Position annotation rows:
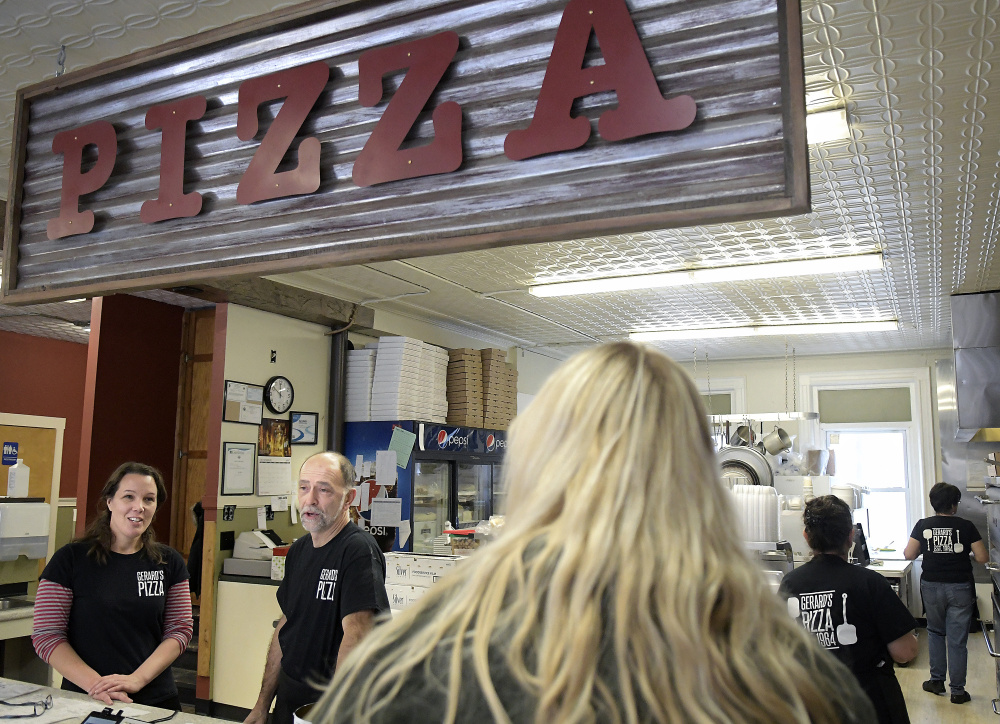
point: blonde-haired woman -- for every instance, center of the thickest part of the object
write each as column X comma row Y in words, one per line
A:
column 618, row 592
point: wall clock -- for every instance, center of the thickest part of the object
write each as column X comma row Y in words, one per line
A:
column 278, row 395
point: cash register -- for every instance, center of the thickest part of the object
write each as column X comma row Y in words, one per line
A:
column 252, row 553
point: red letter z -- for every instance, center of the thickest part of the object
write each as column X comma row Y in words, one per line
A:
column 426, row 61
column 300, row 86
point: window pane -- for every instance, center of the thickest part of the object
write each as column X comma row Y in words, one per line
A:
column 870, row 459
column 886, row 522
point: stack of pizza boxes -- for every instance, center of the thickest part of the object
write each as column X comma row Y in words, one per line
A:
column 465, row 388
column 499, row 389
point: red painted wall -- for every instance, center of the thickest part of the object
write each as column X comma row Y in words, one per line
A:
column 46, row 377
column 132, row 377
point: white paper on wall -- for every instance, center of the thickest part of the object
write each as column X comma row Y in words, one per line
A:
column 385, row 467
column 386, row 512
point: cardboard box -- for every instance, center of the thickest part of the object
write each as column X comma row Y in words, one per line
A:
column 398, row 596
column 397, row 568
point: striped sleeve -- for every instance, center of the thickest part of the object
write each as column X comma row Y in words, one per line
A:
column 178, row 623
column 52, row 605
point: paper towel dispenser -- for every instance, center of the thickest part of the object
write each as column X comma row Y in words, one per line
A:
column 24, row 528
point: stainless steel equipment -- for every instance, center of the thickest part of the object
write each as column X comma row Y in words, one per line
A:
column 745, row 466
column 990, row 501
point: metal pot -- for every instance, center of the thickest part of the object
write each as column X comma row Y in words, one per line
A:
column 743, row 436
column 302, row 714
column 776, row 441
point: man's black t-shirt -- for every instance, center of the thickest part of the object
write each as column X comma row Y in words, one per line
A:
column 321, row 586
column 117, row 617
column 854, row 614
column 945, row 542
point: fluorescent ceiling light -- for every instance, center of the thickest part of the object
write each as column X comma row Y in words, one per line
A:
column 766, row 330
column 712, row 275
column 826, row 126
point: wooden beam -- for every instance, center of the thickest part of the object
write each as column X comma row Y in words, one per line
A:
column 269, row 296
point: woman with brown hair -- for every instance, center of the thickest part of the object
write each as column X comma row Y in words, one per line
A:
column 113, row 609
column 619, row 590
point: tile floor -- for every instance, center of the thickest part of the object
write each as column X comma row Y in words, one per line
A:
column 927, row 708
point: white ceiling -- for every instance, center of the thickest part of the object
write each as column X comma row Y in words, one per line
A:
column 919, row 180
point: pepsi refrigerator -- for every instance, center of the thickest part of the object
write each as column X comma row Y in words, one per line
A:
column 453, row 474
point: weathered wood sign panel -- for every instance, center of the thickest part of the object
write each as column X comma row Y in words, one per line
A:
column 316, row 137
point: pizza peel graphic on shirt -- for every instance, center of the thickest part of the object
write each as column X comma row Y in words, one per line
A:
column 847, row 634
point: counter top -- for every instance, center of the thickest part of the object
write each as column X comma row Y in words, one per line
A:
column 893, row 567
column 258, row 580
column 73, row 707
column 19, row 612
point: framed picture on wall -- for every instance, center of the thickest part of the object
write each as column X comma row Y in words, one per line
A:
column 244, row 403
column 239, row 461
column 305, row 427
column 273, row 438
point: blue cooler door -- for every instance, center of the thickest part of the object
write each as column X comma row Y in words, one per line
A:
column 499, row 491
column 472, row 490
column 431, row 502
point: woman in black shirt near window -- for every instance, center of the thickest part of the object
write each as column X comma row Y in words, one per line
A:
column 947, row 587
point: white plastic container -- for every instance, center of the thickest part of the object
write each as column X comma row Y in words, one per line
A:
column 17, row 480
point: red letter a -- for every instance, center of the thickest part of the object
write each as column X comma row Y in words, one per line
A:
column 641, row 108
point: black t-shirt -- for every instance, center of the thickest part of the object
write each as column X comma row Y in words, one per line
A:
column 116, row 620
column 819, row 593
column 945, row 542
column 321, row 586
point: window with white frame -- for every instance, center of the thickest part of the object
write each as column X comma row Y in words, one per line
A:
column 889, row 457
column 874, row 457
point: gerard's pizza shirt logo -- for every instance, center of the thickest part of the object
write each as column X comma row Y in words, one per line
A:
column 815, row 610
column 150, row 583
column 327, row 584
column 942, row 540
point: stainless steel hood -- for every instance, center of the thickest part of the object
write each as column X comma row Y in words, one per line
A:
column 975, row 323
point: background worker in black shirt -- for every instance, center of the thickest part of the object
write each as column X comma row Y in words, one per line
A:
column 853, row 611
column 947, row 587
column 334, row 585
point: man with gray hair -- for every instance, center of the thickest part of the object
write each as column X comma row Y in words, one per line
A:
column 334, row 585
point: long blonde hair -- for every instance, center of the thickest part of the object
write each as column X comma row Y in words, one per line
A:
column 621, row 554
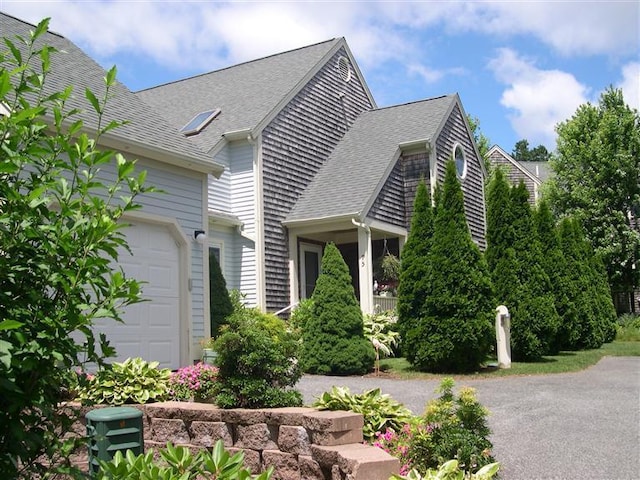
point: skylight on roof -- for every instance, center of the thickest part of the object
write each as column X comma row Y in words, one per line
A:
column 201, row 120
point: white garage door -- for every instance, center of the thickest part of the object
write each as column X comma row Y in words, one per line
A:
column 152, row 328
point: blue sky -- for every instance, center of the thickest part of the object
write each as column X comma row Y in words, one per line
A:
column 520, row 67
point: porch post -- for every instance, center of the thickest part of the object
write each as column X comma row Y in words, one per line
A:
column 294, row 269
column 365, row 268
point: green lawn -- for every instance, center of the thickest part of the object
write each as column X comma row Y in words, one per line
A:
column 563, row 362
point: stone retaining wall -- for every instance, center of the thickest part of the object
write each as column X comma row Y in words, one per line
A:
column 300, row 443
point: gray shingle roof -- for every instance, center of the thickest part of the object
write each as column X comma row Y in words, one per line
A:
column 146, row 128
column 246, row 93
column 357, row 168
column 541, row 170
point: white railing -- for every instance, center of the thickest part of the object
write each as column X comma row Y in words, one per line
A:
column 384, row 303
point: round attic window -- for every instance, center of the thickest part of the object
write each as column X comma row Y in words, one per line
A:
column 460, row 159
column 344, row 67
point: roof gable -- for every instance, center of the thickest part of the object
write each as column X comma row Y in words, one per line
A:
column 147, row 133
column 247, row 94
column 358, row 167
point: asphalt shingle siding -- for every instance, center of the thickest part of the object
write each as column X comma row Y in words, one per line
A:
column 294, row 147
column 454, row 132
column 389, row 204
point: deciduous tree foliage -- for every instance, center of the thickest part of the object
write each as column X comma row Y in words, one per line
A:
column 60, row 234
column 333, row 336
column 454, row 333
column 597, row 181
column 415, row 272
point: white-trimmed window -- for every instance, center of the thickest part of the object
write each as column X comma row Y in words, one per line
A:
column 344, row 67
column 461, row 160
column 310, row 260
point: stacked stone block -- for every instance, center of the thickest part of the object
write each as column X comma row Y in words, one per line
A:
column 300, row 443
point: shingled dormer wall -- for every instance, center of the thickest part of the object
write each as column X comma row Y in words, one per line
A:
column 294, row 147
column 455, row 131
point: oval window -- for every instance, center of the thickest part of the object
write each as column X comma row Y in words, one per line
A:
column 461, row 162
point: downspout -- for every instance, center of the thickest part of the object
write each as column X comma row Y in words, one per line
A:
column 365, row 266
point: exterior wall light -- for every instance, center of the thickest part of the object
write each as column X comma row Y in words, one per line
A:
column 200, row 236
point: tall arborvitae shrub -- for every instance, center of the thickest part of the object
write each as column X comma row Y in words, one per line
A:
column 534, row 318
column 455, row 332
column 414, row 274
column 580, row 327
column 333, row 337
column 219, row 300
column 500, row 255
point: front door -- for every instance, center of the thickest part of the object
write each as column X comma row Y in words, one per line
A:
column 310, row 259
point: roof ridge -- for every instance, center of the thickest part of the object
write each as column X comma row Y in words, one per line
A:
column 24, row 22
column 239, row 64
column 413, row 102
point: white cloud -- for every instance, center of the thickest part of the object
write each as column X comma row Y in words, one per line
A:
column 630, row 84
column 538, row 99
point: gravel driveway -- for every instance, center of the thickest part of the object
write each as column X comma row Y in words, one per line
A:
column 583, row 425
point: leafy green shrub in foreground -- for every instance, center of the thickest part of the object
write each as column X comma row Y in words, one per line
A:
column 380, row 411
column 132, row 381
column 450, row 470
column 178, row 463
column 258, row 361
column 453, row 426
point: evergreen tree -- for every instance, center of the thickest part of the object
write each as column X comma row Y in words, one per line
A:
column 414, row 274
column 580, row 327
column 534, row 318
column 219, row 301
column 499, row 254
column 455, row 332
column 333, row 336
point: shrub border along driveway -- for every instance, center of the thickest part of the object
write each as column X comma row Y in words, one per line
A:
column 580, row 425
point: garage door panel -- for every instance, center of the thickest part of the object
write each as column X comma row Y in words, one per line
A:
column 152, row 327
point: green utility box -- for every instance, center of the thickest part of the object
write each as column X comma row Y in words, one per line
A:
column 113, row 429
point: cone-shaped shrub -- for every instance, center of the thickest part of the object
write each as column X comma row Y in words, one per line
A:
column 220, row 302
column 534, row 319
column 455, row 332
column 414, row 274
column 333, row 337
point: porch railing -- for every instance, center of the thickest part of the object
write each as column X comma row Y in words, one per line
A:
column 384, row 303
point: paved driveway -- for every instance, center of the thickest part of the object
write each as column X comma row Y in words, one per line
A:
column 583, row 425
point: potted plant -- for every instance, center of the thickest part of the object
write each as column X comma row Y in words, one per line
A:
column 209, row 354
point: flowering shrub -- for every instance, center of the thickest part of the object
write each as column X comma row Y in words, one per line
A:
column 195, row 381
column 397, row 444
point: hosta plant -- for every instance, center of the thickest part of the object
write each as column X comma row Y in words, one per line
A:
column 178, row 463
column 132, row 381
column 450, row 470
column 380, row 411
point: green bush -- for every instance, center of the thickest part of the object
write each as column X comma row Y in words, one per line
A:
column 450, row 470
column 414, row 268
column 455, row 332
column 59, row 265
column 379, row 328
column 333, row 335
column 453, row 426
column 178, row 463
column 132, row 381
column 628, row 328
column 380, row 411
column 258, row 361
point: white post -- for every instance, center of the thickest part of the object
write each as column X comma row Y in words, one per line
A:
column 365, row 270
column 503, row 336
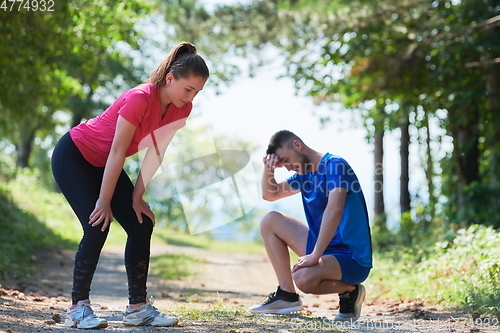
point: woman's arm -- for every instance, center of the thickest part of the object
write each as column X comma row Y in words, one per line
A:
column 150, row 164
column 123, row 136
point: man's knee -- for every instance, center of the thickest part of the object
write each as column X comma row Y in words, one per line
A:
column 267, row 222
column 303, row 280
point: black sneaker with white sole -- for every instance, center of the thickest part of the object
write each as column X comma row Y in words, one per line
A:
column 350, row 304
column 279, row 302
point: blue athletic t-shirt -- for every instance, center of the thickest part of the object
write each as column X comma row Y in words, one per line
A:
column 352, row 236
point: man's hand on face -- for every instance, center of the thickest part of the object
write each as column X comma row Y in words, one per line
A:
column 271, row 161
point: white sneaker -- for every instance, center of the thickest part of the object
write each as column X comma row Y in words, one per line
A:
column 83, row 317
column 147, row 315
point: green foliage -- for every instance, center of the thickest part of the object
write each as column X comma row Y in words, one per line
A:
column 174, row 266
column 463, row 272
column 52, row 60
column 23, row 234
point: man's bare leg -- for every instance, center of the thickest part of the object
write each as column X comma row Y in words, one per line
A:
column 280, row 232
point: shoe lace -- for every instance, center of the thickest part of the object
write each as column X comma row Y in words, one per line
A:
column 345, row 303
column 270, row 298
column 86, row 311
column 151, row 312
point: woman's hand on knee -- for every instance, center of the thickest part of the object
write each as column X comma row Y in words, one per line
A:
column 102, row 214
column 142, row 207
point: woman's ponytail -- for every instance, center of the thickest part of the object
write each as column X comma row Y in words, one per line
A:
column 182, row 61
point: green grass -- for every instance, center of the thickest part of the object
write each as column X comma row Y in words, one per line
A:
column 175, row 266
column 23, row 233
column 230, row 318
column 463, row 274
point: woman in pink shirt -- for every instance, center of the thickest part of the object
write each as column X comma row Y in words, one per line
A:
column 87, row 164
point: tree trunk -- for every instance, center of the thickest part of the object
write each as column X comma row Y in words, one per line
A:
column 24, row 146
column 404, row 153
column 380, row 220
column 429, row 170
column 466, row 152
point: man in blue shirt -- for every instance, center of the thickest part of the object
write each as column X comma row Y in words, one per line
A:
column 334, row 248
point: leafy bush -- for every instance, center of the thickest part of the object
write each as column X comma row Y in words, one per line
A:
column 464, row 272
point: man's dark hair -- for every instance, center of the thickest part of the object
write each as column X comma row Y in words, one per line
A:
column 280, row 139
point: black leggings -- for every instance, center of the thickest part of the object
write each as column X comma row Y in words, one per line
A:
column 80, row 182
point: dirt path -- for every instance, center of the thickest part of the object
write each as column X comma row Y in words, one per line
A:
column 232, row 281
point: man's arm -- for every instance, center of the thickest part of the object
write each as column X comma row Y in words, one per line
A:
column 329, row 225
column 271, row 189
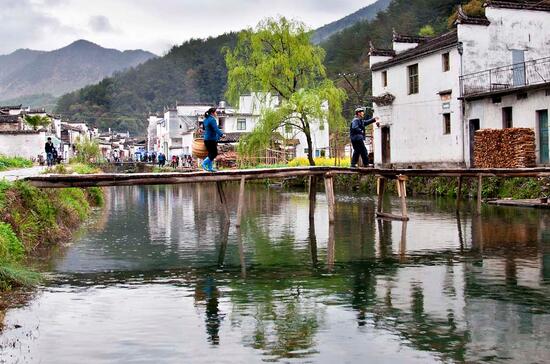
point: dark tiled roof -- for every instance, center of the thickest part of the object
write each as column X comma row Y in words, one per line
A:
column 17, row 132
column 464, row 18
column 403, row 38
column 444, row 41
column 539, row 5
column 381, row 52
column 9, row 119
column 11, row 107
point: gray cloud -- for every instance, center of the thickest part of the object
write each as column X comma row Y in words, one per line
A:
column 101, row 24
column 23, row 25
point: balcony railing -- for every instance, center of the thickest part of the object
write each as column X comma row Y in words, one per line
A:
column 506, row 78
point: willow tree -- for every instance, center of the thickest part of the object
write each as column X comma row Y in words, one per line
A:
column 277, row 58
column 37, row 120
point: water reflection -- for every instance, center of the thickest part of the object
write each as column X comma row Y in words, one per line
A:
column 287, row 286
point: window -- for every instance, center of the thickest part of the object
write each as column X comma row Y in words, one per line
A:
column 446, row 62
column 384, row 78
column 413, row 79
column 288, row 128
column 241, row 124
column 507, row 118
column 522, row 96
column 446, row 124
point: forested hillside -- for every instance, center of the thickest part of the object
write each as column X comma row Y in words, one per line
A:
column 347, row 51
column 195, row 71
column 192, row 72
column 366, row 13
column 26, row 73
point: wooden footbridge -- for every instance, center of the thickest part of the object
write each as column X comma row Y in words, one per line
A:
column 313, row 173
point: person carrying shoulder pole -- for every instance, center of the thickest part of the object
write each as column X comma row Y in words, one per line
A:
column 212, row 134
column 357, row 136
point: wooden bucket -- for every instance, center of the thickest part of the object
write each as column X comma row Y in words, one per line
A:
column 199, row 149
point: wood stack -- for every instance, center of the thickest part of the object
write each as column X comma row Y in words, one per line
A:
column 504, row 148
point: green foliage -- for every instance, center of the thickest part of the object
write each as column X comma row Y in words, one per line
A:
column 87, row 150
column 426, row 31
column 13, row 162
column 14, row 275
column 11, row 248
column 323, row 162
column 277, row 58
column 37, row 120
column 96, row 196
column 74, row 200
column 34, row 216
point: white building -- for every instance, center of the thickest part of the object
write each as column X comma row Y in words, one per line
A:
column 174, row 133
column 490, row 72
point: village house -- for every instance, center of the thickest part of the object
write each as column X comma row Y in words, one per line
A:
column 17, row 138
column 173, row 133
column 432, row 94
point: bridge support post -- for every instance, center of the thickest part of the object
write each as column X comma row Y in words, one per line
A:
column 329, row 189
column 479, row 189
column 402, row 193
column 223, row 200
column 459, row 193
column 240, row 206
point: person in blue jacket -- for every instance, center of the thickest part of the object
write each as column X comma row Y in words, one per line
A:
column 357, row 136
column 212, row 134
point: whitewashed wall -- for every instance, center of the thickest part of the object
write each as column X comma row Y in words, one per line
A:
column 27, row 145
column 416, row 121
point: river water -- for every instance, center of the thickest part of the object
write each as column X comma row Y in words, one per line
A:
column 158, row 277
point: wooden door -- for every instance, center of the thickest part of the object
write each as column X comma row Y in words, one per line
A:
column 386, row 152
column 544, row 142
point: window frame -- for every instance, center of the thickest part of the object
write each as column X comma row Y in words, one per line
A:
column 446, row 61
column 447, row 127
column 240, row 122
column 385, row 78
column 507, row 123
column 413, row 79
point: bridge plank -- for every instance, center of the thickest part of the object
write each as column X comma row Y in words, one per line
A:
column 118, row 179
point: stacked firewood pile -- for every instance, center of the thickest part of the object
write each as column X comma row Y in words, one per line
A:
column 504, row 148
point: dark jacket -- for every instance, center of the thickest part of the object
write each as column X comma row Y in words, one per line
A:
column 49, row 147
column 357, row 128
column 211, row 130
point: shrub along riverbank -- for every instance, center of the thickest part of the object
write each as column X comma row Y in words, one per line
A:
column 31, row 218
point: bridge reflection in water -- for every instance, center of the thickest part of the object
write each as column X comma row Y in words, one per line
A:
column 164, row 276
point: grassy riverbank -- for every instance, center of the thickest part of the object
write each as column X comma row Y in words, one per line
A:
column 31, row 218
column 13, row 162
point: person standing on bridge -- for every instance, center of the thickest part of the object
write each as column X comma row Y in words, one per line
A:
column 212, row 134
column 49, row 149
column 357, row 137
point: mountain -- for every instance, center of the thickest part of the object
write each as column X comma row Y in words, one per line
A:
column 366, row 13
column 27, row 72
column 194, row 71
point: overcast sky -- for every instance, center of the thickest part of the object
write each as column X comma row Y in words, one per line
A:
column 153, row 25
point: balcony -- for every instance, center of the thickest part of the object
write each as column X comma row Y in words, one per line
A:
column 502, row 80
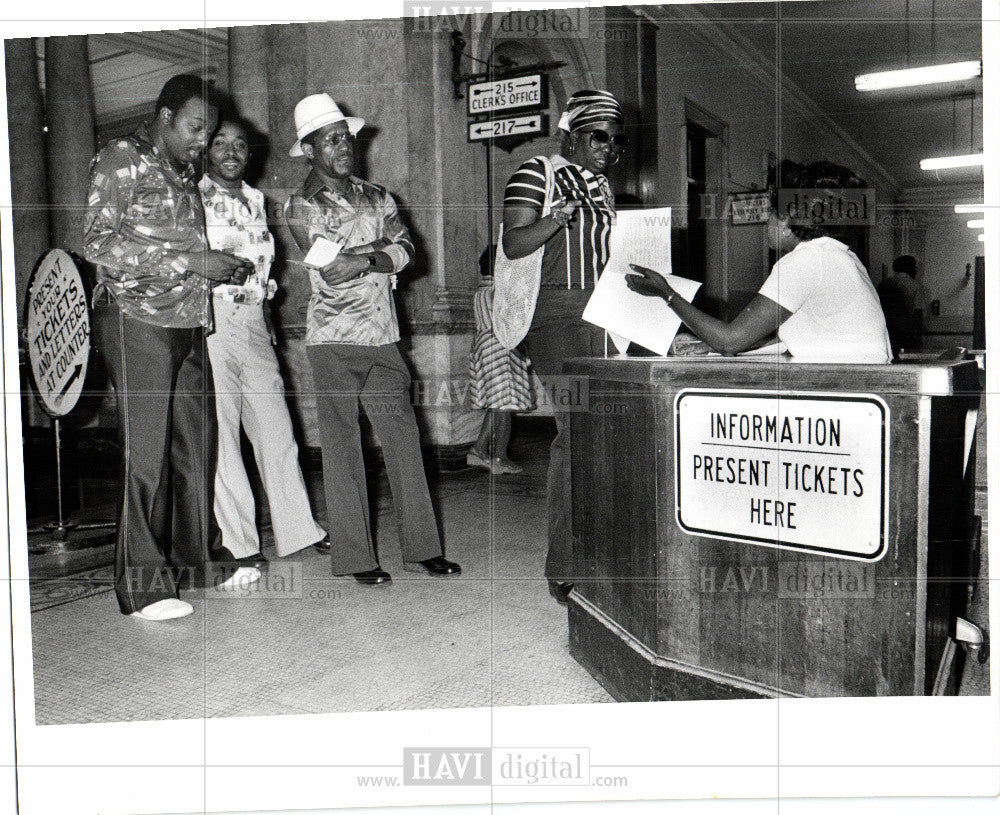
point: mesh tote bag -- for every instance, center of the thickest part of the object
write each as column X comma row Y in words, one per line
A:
column 517, row 280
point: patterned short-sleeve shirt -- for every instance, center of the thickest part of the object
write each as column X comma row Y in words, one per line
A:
column 360, row 311
column 240, row 228
column 144, row 222
column 574, row 257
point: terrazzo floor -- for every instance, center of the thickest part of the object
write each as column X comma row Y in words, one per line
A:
column 304, row 641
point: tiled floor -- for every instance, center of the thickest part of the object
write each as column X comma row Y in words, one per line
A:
column 318, row 643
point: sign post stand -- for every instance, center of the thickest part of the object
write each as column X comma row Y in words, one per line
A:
column 60, row 529
column 58, row 326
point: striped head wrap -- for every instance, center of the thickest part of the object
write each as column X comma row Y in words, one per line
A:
column 589, row 106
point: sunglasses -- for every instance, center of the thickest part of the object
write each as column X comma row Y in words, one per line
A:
column 600, row 138
column 335, row 139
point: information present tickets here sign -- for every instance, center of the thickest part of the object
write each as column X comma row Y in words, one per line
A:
column 801, row 471
column 58, row 332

• GOAL OF THE EXERCISE
Return verbatim every line from the start of the rows through the line containing "column 24, row 528", both ends included, and omit the pictures.

• PROBLEM SOLUTION
point: blonde-haired woman -- for every instance, center of the thickest part of the object
write each as column X comma row Y in words, one per line
A:
column 618, row 592
point: wall clock -- for every instance, center of the thickest part of the object
write each as column X comma row Y in words, one per line
A:
column 278, row 395
point: cash register -- for every instance, center of the thickest part of the object
write each as column X comma row Y in words, one per line
A:
column 252, row 553
point: red letter z -- for every instance, center of the thickest part of the object
write each as column X comma row Y in words, one per line
A:
column 426, row 61
column 300, row 86
point: window pane -- for every instance, center of the thickest part of the object
write each as column X comma row Y in words, one per line
A:
column 870, row 459
column 886, row 522
point: stack of pizza boxes -- for every instance, center of the thickest part of the object
write each as column X comma row Y in words, one per line
A:
column 465, row 388
column 499, row 389
point: red painted wall -- for every instance, center of the thickest part of the object
write each as column X comma row Y in words, one per line
A:
column 46, row 377
column 132, row 377
point: white paper on wall -- for every instance, center of the thickest part of the object
write each as column X comma row Y in words, one per line
A:
column 385, row 467
column 386, row 512
point: cardboard box -- for every instance, center of the thickest part of the object
write each as column X comma row Y in words, one per line
A:
column 398, row 596
column 397, row 568
point: striped sleeve -- for every instance, center of the thickest part of the object
write each as column X comma row Y in words, one per line
A:
column 178, row 623
column 52, row 605
point: paper towel dispenser -- for every instance, center of the thickest part of the object
write each as column X comma row Y in words, one per line
A:
column 24, row 528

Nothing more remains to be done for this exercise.